--- Saved entries ---

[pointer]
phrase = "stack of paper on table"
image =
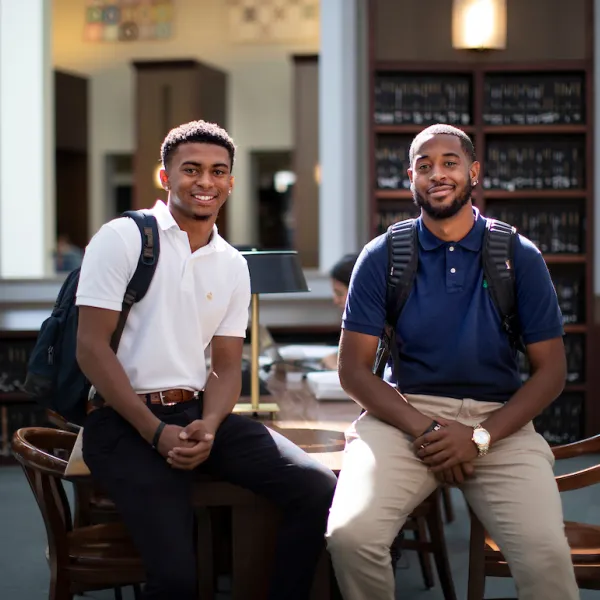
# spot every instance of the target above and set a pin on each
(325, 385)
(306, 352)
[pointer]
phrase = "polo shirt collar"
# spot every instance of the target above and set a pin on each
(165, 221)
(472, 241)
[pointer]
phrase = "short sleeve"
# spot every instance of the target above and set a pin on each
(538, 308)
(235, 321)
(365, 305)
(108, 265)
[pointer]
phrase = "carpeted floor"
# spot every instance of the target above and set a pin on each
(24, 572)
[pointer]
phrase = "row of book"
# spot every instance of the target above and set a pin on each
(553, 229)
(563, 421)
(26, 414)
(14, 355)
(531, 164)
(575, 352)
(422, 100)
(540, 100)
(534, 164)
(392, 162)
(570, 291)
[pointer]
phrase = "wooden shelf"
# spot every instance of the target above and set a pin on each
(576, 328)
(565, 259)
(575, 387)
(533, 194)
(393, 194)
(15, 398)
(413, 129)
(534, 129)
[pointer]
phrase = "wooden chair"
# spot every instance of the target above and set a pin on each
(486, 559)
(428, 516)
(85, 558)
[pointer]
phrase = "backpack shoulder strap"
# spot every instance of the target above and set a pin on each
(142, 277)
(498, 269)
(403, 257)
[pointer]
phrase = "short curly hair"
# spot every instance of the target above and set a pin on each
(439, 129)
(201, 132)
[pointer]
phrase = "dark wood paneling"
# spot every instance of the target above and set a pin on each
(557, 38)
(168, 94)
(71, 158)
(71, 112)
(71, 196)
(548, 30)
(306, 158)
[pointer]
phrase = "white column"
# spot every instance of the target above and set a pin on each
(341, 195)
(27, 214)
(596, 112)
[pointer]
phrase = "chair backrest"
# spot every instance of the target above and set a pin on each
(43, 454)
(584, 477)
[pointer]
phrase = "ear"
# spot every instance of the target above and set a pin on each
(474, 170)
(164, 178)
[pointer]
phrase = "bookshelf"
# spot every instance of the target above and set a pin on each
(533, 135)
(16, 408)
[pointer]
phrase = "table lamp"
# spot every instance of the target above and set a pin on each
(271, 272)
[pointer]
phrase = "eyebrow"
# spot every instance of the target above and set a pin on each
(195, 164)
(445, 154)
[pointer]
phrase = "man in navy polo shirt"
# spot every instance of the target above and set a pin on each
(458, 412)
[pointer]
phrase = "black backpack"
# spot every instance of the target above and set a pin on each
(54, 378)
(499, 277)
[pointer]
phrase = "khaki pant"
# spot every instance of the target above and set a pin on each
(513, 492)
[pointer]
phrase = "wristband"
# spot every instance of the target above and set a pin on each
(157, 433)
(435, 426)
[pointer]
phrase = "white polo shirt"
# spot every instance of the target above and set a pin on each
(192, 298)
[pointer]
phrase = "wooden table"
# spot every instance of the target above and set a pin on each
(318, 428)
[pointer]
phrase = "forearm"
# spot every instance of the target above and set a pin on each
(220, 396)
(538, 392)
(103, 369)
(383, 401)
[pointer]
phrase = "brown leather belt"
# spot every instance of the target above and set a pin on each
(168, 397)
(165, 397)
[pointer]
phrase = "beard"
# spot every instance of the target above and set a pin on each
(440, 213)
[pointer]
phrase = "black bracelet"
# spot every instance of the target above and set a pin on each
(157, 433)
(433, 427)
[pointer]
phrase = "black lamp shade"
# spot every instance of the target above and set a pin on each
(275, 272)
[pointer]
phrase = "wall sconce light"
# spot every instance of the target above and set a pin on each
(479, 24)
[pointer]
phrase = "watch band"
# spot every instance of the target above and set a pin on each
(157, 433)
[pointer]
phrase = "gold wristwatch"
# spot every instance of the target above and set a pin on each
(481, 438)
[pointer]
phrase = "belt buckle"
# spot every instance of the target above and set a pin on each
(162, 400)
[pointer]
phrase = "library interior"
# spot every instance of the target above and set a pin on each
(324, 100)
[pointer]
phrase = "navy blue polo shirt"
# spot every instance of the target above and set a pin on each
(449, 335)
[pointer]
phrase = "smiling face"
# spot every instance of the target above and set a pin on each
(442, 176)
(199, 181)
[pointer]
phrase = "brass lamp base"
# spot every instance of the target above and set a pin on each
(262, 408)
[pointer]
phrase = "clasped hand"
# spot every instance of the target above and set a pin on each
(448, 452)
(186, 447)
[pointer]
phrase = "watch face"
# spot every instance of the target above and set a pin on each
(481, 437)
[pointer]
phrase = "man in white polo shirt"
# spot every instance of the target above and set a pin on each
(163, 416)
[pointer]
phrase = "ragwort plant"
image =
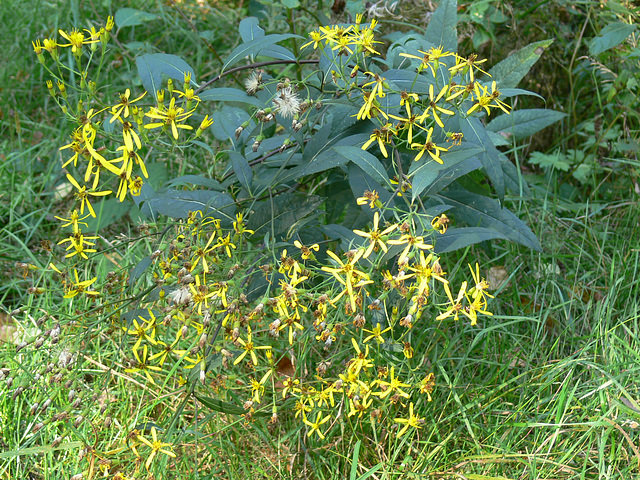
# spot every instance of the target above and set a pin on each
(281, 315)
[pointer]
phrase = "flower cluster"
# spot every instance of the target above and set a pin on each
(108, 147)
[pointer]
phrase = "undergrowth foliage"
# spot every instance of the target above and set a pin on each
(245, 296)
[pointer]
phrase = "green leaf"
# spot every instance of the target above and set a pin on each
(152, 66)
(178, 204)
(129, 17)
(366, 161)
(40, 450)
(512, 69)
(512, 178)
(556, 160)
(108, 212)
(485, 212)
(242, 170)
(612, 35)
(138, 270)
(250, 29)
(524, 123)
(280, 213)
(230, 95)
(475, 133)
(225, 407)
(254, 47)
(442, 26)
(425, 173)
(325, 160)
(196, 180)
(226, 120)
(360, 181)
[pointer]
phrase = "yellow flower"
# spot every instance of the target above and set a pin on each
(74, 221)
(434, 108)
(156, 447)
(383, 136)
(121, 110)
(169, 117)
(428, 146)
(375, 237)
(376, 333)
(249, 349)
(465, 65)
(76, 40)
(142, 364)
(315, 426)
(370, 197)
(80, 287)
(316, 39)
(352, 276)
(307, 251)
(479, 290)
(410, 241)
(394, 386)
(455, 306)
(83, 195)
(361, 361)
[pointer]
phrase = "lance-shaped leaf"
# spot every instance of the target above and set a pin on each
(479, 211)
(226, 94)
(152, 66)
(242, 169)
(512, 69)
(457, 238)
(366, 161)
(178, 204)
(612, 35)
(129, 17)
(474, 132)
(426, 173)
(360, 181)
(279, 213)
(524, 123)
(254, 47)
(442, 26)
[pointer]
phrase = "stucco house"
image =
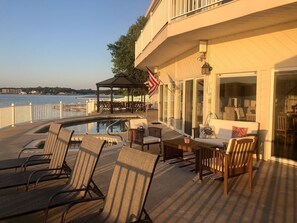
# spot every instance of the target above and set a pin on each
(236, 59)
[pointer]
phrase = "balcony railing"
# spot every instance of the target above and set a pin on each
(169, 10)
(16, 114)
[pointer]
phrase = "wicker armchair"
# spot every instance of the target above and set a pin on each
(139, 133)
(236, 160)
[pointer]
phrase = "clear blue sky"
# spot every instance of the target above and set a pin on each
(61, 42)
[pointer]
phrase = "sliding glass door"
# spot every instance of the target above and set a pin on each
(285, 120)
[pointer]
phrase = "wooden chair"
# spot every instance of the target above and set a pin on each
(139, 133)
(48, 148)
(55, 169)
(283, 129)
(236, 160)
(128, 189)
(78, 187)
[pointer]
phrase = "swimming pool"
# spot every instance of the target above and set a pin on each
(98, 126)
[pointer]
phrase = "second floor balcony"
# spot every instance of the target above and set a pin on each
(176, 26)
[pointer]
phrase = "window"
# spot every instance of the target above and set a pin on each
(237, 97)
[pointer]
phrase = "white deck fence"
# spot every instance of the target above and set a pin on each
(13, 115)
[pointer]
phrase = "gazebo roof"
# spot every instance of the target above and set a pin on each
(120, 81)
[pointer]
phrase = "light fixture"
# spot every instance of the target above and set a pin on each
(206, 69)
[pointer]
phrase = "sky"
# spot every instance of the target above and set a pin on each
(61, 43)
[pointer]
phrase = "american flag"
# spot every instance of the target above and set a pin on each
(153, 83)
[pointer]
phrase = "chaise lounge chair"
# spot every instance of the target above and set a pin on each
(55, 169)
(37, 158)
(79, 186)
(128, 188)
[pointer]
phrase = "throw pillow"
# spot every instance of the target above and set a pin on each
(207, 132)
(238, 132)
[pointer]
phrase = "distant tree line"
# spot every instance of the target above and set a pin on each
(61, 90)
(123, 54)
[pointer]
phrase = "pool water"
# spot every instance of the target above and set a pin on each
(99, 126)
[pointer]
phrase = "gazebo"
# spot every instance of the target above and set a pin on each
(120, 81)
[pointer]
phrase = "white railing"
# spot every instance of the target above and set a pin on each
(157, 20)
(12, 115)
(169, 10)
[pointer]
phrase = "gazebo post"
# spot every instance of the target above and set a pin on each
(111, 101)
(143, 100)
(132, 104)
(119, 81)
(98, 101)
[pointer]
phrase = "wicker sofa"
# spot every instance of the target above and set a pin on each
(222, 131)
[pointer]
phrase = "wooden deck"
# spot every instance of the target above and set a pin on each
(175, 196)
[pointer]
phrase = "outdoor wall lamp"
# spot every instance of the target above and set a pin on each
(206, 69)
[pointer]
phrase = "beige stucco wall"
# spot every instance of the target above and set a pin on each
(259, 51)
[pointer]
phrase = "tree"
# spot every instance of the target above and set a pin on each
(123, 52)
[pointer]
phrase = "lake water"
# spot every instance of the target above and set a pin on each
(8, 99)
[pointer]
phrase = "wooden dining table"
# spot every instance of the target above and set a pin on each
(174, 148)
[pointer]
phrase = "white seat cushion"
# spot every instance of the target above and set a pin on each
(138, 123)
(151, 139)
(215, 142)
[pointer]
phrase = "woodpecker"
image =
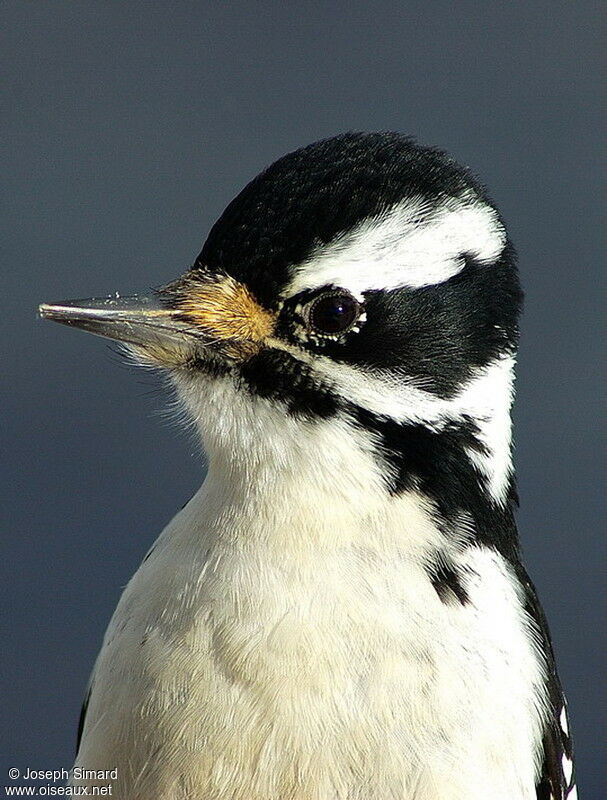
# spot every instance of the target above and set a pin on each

--- What you are asked to do ---
Make a copy of each line in the records above that has the word "balcony".

--- Response area ---
phrase = "balcony railing"
phrase = "second floor balcony"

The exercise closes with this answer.